* START The data *
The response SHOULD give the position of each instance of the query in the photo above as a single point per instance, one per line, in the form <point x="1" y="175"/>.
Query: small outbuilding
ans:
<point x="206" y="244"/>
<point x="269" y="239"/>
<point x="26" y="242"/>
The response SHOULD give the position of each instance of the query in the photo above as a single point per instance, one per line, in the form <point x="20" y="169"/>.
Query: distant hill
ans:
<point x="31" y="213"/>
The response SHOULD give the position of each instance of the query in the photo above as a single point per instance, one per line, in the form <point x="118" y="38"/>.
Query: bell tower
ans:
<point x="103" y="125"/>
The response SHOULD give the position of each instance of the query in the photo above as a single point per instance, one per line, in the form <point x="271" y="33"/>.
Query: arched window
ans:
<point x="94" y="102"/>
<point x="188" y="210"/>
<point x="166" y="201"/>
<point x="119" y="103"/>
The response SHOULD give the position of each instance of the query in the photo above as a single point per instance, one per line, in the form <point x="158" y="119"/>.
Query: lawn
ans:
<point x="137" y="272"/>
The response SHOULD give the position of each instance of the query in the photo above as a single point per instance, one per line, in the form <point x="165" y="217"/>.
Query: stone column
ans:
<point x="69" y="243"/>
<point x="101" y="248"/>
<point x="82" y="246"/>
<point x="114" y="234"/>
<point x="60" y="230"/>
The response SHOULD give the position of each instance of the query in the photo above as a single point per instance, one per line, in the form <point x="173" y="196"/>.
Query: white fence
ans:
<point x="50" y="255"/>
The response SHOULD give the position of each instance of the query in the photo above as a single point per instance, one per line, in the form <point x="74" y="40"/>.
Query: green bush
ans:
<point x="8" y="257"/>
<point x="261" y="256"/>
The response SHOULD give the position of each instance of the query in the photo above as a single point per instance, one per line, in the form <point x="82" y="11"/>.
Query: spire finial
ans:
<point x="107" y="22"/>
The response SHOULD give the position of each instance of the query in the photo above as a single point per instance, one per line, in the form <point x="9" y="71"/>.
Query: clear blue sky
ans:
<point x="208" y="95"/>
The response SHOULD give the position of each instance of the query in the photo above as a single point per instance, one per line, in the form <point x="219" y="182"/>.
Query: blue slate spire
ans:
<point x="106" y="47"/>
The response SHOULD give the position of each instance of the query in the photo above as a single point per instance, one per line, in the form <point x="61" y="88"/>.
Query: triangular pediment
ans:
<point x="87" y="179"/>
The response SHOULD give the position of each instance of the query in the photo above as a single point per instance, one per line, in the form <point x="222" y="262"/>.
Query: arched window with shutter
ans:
* END The data *
* START The data *
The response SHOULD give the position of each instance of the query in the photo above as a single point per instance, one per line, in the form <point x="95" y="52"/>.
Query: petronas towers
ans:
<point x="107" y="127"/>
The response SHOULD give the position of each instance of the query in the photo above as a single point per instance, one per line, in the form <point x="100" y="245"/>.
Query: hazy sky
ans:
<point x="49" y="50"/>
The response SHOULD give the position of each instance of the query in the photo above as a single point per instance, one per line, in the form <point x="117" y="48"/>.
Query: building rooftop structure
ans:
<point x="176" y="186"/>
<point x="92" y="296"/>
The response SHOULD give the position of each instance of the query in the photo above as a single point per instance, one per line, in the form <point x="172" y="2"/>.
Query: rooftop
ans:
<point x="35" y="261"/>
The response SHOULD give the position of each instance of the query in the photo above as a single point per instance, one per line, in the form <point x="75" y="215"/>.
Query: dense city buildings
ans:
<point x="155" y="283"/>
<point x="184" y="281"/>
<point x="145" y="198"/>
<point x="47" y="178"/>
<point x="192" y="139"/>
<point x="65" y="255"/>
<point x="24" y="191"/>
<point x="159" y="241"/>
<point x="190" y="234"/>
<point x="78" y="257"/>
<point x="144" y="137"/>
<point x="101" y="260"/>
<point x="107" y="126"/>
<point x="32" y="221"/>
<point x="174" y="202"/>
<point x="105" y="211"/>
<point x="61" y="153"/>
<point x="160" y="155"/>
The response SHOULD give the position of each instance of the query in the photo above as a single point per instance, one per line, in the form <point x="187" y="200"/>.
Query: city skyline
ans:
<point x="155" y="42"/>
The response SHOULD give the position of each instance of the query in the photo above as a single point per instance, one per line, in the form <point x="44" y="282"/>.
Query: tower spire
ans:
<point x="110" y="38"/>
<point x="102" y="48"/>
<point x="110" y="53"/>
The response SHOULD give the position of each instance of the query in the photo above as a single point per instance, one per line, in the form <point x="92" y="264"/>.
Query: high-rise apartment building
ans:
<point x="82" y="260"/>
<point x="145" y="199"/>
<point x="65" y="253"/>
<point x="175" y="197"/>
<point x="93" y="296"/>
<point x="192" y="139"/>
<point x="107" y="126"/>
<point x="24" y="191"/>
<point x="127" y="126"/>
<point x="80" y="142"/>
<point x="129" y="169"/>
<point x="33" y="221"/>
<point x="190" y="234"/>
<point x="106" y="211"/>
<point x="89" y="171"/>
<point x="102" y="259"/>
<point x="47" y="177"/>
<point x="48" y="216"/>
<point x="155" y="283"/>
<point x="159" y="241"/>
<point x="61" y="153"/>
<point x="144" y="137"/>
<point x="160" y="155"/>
* END The data *
* START The data *
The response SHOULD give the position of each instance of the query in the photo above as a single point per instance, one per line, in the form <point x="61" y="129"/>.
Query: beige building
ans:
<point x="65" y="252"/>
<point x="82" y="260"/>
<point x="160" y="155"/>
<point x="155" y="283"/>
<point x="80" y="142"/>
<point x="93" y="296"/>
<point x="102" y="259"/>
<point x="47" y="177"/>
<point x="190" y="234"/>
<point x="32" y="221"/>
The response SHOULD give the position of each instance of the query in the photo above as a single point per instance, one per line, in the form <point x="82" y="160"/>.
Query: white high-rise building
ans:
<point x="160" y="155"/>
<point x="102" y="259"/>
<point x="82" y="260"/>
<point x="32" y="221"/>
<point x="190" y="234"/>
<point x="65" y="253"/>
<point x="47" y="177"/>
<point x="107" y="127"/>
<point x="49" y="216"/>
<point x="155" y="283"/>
* END The data *
* [Problem]: Count the lines in the data above that contain the string "window", matching case exactly, and reply with only that number.

* [Exercise output]: 2